依頼内容 1: エントリの中で文字列「wheel」を含む行はどれですか？該当する行をすべて探し出し、そのまま書き写してください。大文字と小文字は区別します。

読む文章:
*****

More than 5 years have passed since last update.

SBI証券ポートフォリオページをスクレイピングする

Last updated at 2019-12-30Posted at 2019-12-29

はじめに

myTrade を愛用していたのですが、1/9 にサポート終了ということで、いろいろなアプリを探したのですが、適したアプリがなく、自分でSBIのポートフォリオのページをスクレイピングして、Google spread sheet でデータを管理することにしました。
したがってこのページでは以下の2つのプログラムを紹介します。

SBI 証券のポートフォリオのページをスクレイピング
スクレイピングしたデータを Google spread sheet に書き込み
↓こんな感じに書き込みます。

環境

OS: Mac
language: python 3.7
thrid party
- selenium
- ChromeDriver
- beautiful soap
- pandas
- Google Chrome

手順

環境構築

前提：

python がインストールされている
pip がインストールされている

1.必要モジュールをインストールする

pip で必要モジュールをインストールする

pip install selenium
pip install pandas lxml html5lib BeautifulSoup4

ChromeDriver をインストールする

Google Chromeのバージョンに対応するChromeDriverをダウンロードして、PATHの通ったところに置く。 (参考: MacでPATHを通す)
ダウンロードするChromeDriverのバージョンは使っているGoogleChromeのバージョンと一致させる。
一致するものがなければ、一番近いもの。

2.Google の設定
↓のページが素晴らしいのでそのとおりにやる
https://tanuhack.com/operate-spreadsheet/#Google_Cloud_Platform

コード

1.import

import time
import datetime
import gspread
import json
import pandas
from selenium import webdriver
from selenium.webdriver.chrome.options import Options
from bs4 import BeautifulSoup
from oauth2client.service_account import ServiceAccountCredentials

2.スクレイピングする部分

class Result():
    def __init__(self, fund, amount):
        self.fund = fund
        self.amount = amount

def convert_to_list(data_frame, custody):
    data_frame = data_frame.iloc[:, [1, 10]]
    data_frame.drop([0], inplace=True)

*****

提供エントリ:
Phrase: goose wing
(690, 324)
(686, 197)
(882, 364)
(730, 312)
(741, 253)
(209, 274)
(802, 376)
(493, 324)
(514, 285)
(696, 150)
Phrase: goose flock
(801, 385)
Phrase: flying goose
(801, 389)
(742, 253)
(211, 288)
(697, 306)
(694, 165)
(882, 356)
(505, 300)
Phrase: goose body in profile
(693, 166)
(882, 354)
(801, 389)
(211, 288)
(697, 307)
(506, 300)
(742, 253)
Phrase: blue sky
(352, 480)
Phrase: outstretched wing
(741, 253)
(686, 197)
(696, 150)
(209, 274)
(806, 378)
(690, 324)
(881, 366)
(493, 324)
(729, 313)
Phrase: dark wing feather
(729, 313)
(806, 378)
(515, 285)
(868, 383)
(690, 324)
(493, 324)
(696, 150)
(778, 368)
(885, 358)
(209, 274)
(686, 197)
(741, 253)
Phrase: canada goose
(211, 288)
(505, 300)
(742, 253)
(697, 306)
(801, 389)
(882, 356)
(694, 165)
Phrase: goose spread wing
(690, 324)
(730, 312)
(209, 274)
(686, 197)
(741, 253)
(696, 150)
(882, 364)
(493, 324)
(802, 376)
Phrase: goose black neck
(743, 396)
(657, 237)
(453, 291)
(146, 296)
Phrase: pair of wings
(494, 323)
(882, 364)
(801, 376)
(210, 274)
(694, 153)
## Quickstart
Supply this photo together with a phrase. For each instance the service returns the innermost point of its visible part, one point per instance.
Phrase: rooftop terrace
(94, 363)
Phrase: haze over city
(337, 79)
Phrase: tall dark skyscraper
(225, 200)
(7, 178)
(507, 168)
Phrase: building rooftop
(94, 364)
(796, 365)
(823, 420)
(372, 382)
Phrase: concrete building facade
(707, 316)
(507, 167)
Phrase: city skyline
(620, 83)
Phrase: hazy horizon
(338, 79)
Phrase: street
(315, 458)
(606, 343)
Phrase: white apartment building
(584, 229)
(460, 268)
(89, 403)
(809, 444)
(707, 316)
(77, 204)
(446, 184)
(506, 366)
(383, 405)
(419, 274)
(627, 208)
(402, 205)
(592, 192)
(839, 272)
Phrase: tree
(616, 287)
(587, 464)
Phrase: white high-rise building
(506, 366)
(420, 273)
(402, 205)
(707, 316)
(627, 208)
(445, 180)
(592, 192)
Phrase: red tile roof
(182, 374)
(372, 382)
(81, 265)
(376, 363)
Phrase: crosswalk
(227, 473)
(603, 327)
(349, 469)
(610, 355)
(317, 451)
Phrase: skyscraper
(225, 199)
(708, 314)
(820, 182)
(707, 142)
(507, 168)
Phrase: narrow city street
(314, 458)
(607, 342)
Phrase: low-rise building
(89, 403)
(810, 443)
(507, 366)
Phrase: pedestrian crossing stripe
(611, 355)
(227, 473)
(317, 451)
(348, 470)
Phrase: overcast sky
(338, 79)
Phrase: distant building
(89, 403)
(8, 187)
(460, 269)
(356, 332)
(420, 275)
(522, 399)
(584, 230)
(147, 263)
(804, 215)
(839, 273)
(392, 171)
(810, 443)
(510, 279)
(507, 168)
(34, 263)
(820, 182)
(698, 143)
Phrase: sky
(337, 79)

*****

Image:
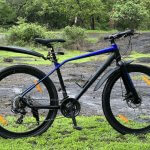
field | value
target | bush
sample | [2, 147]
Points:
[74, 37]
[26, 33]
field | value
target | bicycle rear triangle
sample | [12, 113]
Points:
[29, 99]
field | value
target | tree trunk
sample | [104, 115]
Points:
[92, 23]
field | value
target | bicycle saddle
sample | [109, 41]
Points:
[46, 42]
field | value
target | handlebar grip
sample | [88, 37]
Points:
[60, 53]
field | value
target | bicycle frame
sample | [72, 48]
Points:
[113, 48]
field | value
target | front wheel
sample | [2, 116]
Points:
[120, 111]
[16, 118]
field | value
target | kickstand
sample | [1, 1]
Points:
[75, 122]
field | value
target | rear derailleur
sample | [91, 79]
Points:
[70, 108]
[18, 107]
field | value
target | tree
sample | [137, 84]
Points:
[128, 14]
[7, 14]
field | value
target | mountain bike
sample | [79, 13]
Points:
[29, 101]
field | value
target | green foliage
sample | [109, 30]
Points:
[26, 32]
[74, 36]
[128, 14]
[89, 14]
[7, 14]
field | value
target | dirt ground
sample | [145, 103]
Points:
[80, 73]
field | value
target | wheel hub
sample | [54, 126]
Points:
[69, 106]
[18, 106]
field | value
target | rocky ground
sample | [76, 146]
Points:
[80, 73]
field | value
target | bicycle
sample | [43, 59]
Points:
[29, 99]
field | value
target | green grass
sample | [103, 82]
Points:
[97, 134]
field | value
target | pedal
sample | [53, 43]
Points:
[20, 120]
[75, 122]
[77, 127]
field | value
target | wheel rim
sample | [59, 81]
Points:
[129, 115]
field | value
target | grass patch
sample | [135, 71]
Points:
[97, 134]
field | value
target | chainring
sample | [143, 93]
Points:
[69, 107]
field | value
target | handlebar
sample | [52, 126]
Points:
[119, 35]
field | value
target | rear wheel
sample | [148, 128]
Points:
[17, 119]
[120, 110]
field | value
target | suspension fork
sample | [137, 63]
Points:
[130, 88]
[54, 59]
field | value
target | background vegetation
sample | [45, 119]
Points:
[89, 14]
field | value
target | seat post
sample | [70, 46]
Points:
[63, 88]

*****

依頼内容 2:
SBI証券のスクレイピング記事について、次の問いに答えてください。
(a) 環境として挙げられているOSは何ですか？
(b) myTrade のサポートはいつ終了するとされていますか？
(c) 使っているGoogle Chromeのバージョンと一致するChromeDriverがない場合、どれをダウンロードすると書かれていますか？

正しい結果 1:
target | front wheel
target | wheel hub
target | wheel rim
target | rear wheel

正しい結果 2:
(a) Mac
(b) 1/9
(c) 一番近いもの